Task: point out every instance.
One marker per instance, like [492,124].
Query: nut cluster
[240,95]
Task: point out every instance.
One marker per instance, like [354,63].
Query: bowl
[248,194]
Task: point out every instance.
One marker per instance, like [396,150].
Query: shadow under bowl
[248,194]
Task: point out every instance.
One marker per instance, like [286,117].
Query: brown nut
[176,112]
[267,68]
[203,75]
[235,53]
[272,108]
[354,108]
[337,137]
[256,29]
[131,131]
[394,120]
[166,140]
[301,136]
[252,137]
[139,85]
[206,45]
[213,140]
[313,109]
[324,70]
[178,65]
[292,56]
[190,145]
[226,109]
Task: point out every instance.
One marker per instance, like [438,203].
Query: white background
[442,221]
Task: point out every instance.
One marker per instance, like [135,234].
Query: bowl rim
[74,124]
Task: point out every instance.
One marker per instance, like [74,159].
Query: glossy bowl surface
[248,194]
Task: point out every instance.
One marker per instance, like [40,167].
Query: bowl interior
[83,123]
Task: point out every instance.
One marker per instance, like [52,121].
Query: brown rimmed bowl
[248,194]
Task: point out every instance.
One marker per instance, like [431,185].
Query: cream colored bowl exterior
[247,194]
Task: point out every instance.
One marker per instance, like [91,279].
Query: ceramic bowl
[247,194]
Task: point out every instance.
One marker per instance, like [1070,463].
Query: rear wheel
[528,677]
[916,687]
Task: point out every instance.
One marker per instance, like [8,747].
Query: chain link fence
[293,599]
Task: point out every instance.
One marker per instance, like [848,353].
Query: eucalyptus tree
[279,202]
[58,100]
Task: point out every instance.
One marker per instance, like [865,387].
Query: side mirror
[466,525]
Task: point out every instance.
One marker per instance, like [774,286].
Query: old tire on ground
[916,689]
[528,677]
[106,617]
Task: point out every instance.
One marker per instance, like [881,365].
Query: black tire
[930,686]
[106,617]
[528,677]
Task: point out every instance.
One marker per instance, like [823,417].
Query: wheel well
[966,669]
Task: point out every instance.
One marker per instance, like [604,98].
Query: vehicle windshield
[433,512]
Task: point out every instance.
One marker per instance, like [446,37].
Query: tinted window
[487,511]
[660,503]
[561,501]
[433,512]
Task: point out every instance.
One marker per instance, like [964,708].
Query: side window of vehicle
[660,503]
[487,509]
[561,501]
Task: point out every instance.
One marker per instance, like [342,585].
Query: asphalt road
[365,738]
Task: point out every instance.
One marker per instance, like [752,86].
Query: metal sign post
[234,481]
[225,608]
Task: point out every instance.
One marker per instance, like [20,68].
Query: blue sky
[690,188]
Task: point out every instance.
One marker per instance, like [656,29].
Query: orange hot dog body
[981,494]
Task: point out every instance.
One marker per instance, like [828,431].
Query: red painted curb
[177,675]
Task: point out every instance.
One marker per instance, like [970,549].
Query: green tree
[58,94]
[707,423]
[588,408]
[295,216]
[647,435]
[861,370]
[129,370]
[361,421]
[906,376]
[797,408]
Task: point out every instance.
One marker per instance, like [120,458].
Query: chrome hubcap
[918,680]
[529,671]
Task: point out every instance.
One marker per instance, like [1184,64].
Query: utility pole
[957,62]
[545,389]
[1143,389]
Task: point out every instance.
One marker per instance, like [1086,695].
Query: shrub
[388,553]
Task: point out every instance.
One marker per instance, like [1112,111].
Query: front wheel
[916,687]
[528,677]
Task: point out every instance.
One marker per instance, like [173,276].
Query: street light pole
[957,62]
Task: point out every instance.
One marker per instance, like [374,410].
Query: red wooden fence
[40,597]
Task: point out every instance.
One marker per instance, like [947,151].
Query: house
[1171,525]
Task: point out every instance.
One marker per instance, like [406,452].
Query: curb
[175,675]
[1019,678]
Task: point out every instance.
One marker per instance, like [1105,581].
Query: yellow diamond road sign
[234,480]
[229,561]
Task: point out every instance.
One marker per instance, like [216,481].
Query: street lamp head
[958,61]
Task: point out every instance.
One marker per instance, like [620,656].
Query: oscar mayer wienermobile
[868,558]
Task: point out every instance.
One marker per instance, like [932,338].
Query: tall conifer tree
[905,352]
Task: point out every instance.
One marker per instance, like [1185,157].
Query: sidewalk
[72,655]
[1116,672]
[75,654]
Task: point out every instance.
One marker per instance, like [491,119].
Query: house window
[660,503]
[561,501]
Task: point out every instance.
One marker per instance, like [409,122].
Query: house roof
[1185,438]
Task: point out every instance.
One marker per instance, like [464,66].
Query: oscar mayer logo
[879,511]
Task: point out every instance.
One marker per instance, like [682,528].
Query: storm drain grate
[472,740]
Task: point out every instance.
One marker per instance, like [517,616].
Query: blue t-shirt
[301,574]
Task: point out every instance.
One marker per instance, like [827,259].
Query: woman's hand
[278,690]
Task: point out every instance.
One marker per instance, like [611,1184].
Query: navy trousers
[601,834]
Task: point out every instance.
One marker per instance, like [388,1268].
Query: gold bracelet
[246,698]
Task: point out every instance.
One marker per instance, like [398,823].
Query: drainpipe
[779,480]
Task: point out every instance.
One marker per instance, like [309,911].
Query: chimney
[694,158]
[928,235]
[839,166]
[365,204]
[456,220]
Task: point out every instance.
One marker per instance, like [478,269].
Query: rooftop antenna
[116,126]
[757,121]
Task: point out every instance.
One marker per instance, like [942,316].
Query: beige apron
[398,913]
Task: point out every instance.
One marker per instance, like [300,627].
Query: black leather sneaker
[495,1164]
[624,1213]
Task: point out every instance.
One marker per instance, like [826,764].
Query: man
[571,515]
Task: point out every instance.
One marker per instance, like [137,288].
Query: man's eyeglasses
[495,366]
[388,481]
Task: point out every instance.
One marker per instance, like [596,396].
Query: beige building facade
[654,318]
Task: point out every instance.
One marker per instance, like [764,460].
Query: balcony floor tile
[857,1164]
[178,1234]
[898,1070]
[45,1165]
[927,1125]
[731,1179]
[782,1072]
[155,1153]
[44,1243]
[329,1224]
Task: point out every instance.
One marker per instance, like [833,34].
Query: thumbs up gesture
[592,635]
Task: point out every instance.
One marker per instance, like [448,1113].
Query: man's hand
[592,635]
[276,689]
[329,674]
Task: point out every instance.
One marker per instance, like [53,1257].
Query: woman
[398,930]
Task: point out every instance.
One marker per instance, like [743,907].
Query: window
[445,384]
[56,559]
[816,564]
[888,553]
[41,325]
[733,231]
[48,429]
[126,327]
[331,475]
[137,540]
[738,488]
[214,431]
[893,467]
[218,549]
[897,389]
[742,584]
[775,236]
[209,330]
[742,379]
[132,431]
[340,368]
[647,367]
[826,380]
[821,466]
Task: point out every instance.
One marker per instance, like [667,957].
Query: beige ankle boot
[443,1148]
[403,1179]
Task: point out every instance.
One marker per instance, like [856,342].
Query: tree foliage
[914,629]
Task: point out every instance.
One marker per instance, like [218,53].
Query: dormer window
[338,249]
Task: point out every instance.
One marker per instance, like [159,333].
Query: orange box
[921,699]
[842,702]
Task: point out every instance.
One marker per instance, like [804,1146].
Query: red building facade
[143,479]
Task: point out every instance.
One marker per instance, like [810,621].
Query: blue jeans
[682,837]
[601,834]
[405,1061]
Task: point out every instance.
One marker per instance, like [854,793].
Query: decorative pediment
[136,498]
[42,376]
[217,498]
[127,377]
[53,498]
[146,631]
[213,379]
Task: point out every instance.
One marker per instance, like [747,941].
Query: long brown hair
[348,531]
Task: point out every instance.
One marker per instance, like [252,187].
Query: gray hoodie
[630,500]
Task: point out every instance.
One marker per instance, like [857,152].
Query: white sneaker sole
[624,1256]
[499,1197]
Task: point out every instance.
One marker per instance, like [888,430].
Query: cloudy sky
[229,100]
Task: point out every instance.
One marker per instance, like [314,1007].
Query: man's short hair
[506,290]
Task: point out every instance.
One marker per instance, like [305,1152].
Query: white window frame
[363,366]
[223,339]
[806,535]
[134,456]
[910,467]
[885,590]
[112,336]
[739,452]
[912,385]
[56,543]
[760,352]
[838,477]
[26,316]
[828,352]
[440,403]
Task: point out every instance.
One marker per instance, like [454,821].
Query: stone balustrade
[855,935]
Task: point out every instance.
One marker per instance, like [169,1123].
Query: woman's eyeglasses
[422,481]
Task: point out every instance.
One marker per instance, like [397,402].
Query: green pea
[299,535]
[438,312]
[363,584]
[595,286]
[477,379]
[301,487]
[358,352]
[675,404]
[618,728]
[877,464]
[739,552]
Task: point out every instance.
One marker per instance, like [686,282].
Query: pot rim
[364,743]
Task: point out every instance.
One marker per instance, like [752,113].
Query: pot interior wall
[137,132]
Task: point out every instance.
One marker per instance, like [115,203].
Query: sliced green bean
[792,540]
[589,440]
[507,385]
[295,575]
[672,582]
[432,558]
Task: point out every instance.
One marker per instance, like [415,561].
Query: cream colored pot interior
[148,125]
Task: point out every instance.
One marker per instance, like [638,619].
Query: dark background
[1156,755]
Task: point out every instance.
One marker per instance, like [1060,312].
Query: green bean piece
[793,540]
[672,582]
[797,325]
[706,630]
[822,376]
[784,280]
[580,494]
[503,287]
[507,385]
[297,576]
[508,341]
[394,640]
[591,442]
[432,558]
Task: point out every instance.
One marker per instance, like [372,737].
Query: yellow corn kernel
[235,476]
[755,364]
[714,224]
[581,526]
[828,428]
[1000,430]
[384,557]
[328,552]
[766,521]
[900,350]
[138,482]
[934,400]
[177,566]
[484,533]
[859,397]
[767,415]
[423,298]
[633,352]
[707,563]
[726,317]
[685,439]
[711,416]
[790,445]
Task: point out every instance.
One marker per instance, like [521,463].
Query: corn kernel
########
[Assignment]:
Every line above from the line with "Query: rooftop antenna" to the line with "One marker per instance, like [810,621]." is wanted, ends included; write them out exactly and add no other line.

[Response area]:
Query: rooftop antenna
[116,126]
[757,121]
Task: point out every instance.
One marker per instance, like [942,316].
Query: beige apron
[398,913]
Task: point out every instance.
One marker per instance, like [300,627].
Query: black leather sneaker
[495,1164]
[624,1213]
Task: point out every instance.
One marker per instance, like [826,764].
Query: man
[571,515]
Task: point out every instance.
One marker per instance, like [137,288].
Query: man's eyeglasses
[495,366]
[388,481]
Task: point out every instance.
One marker per instance, like [596,396].
Query: beige building facade
[654,318]
Task: point out every instance.
One marker per instance, like [764,460].
Query: balcony floor tile
[857,1164]
[178,1234]
[898,1070]
[45,1165]
[927,1125]
[731,1179]
[782,1072]
[155,1153]
[44,1243]
[329,1224]
Task: point out every instance.
One marker per instance, like [833,34].
Query: thumbs up gesture
[592,635]
Task: point out every instance.
One marker per instance, like [448,1113].
Query: man's hand
[592,635]
[276,689]
[329,674]
Task: point out every instance.
One marker per instance, like [53,1257].
Query: woman
[398,930]
Task: point out every instance.
One marker per instance, like [743,907].
Query: window
[445,384]
[56,559]
[816,564]
[888,553]
[41,325]
[733,231]
[48,429]
[126,327]
[331,475]
[137,540]
[738,488]
[214,431]
[893,467]
[218,549]
[897,389]
[742,584]
[775,236]
[209,330]
[742,379]
[132,431]
[340,368]
[647,367]
[826,380]
[821,466]
Task: point out every instance.
One marker per instance, like [667,957].
Query: beige ankle boot
[443,1148]
[403,1179]
Task: point out every instance.
One marker per instance, like [856,342].
Query: tree foliage
[914,629]
Task: point out every instance.
One marker per instance, like [218,53].
Query: dormer window
[338,249]
Task: point out every instance.
One marker per instance, like [159,333].
Query: orange box
[921,699]
[842,702]
Task: point out every instance.
One marker per instance, like [804,1146].
Query: red building facade
[143,479]
Task: point out every instance.
One marker per instance, like [810,621].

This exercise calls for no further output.